> Aufgabe 1: Gib aus dem Gespräch zur Diversität im Stadtmuseum den Abschnitt wortgetreu wieder, der mit den Worten um „Claudia Gemmeke: Ein“ beginnt und mit „die Handlungsempfehlungen erarbeitet.“ aufhört.
> Aufgabe 2: Woran merkt Ulrike Kloß laut dem Gespräch zur Diversität im Stadtmuseum, dass ein Veränderungsprozess angestoßen ist? Antworte in ein bis drei Sätzen.

> Bereitgestellter Text:

__________________________________________________

Claudia Gemmeke: Ein Beispiel ist die Arbeit der Steuerungsgruppe, die sich engagiert, das Thema „Diversität“ in die Institution zu tragen und dort konkret umzusetzen, die sich Themen gesetzt hat, wie zum Beispiel die Formulierung einer Positionierung des Stadtmuseums gegen extreme rechte Angriffe. Eine ganz wichtige Fragestellung in der Steuerungsgruppe war, wie gehen wir damit um. Zu diesem Thema ist eine Arbeitsgruppe gegründet worden, die Handlungsempfehlungen erarbeitet.

 

Ulrike Kloß: Ich würde gerne noch eine Sache ergänzen. Dass ein Veränderungsprozess im Stadtmuseum angestoßen ist, merke ich auch daran, dass es sehr viele Gespräche und Auseinandersetzungen rund um das Thema und auch Irritationen gibt. Wir sprechen mit diesem strukturellen Prozess Dinge sehr konkret an und formulieren auch Veränderungsnotwendigkeit. Wir benennen bestimmte Aspekte, die für unterschiedliche Menschen auf unterschiedliche Art und Weise bequem oder unbequem sind, wir sprechen offen Diskriminierung, Rassismus, Sexismus sowie Leerstellen und die Notwendigkeit zur Veränderung an. Ich glaube, die aktuelle Aufstellung unserer Institution repräsentiert auch einen Querschnitt durch die Gesellschaft, nämlich was verschiedene Sichten auf Welt und Gesellschaft und Leben in einer Stadt wie Berlin angeht. Das Benennen von Diskriminierung bringt Menschen auch in dieser Organisation gelegentlich in Unruhe. Spätestens an dieser Stelle, wo wir versuchen alle mitzunehmen, ruckelt es manchmal. Das gehört dazu. Wir bewegen uns, das finde ich super.

__________________________________________________

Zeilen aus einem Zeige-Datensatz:
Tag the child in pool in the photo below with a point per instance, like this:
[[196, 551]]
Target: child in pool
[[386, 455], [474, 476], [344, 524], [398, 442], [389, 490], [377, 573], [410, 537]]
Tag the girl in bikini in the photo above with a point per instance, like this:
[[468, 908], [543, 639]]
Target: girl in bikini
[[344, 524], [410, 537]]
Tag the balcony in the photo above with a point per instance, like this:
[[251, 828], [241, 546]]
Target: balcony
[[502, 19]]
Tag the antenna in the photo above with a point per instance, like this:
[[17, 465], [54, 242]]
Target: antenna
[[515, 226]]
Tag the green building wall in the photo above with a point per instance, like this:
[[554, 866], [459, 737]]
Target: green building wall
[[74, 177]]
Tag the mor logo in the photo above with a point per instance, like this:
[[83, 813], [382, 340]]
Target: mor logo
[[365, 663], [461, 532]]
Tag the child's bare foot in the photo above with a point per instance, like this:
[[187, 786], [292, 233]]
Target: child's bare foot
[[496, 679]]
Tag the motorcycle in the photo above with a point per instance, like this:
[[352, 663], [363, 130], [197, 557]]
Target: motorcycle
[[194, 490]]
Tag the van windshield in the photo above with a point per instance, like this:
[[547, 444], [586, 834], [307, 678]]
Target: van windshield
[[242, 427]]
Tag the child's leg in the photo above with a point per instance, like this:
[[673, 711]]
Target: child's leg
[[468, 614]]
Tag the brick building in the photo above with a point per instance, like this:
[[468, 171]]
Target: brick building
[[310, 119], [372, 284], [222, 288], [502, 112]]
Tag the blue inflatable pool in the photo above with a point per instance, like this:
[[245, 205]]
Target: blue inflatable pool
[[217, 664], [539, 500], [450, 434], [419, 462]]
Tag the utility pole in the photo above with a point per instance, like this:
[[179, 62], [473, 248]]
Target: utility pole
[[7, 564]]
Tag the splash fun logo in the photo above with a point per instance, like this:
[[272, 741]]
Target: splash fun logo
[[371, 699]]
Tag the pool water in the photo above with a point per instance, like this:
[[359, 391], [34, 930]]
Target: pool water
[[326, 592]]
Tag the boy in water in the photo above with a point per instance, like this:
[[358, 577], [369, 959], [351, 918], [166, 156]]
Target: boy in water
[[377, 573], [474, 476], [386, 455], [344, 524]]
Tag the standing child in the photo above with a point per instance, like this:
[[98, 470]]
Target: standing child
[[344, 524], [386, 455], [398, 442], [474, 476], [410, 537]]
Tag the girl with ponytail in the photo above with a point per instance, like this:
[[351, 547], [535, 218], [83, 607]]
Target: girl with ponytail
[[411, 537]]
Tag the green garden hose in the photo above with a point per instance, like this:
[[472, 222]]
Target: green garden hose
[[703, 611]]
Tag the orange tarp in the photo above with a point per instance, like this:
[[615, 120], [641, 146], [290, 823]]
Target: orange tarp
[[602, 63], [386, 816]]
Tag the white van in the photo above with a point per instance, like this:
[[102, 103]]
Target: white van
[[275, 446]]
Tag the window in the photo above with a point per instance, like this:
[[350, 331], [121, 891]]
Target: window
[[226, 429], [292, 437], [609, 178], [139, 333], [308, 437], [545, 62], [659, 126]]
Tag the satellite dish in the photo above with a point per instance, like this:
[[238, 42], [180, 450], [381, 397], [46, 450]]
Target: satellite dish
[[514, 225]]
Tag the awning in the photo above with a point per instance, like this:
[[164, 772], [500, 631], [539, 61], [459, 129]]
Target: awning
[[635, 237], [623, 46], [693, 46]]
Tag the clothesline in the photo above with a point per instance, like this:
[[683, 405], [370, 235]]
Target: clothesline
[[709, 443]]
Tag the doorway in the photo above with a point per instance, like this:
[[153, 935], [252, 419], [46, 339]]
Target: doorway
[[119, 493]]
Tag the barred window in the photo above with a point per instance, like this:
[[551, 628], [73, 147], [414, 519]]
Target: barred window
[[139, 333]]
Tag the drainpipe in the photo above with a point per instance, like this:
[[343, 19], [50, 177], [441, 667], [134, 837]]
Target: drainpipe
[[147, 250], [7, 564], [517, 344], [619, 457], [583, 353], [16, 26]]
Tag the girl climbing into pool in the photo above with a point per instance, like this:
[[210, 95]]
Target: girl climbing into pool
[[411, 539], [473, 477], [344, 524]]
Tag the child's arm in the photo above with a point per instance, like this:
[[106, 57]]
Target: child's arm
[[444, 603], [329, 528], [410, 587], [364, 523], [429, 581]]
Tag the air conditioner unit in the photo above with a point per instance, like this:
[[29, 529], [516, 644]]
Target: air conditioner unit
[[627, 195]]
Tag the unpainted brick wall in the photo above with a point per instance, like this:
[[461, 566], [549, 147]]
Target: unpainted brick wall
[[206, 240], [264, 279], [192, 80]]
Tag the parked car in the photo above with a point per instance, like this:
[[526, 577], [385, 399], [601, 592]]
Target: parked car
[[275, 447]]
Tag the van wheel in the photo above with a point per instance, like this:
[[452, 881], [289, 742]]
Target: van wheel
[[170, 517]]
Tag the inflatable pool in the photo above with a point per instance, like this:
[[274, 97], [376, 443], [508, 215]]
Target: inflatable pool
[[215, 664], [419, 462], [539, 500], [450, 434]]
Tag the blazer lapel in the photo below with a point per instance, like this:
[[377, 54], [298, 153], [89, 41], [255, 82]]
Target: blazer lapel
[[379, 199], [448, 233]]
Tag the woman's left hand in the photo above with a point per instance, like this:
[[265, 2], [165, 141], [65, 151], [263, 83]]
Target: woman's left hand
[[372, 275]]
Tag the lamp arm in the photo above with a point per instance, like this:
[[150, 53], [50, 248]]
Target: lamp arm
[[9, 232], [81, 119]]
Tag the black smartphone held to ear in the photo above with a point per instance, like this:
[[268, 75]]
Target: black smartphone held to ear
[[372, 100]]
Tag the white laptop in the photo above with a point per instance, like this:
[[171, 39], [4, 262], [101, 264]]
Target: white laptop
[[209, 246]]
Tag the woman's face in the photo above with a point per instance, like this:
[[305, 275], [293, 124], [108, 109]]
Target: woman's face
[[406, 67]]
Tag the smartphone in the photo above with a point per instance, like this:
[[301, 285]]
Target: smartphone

__________________________________________________

> Antwort 1:
Claudia Gemmeke: Ein Beispiel ist die Arbeit der Steuerungsgruppe, die sich engagiert, das Thema „Diversität“ in die Institution zu tragen und dort konkret umzusetzen, die sich Themen gesetzt hat, wie zum Beispiel die Formulierung einer Positionierung des Stadtmuseums gegen extreme rechte Angriffe. Eine ganz wichtige Fragestellung in der Steuerungsgruppe war, wie gehen wir damit um. Zu diesem Thema ist eine Arbeitsgruppe gegründet worden, die Handlungsempfehlungen erarbeitet.

> Antwort 2: Sie merkt es daran, dass es rund um das Thema sehr viele Gespräche und Auseinandersetzungen gibt und auch Irritationen.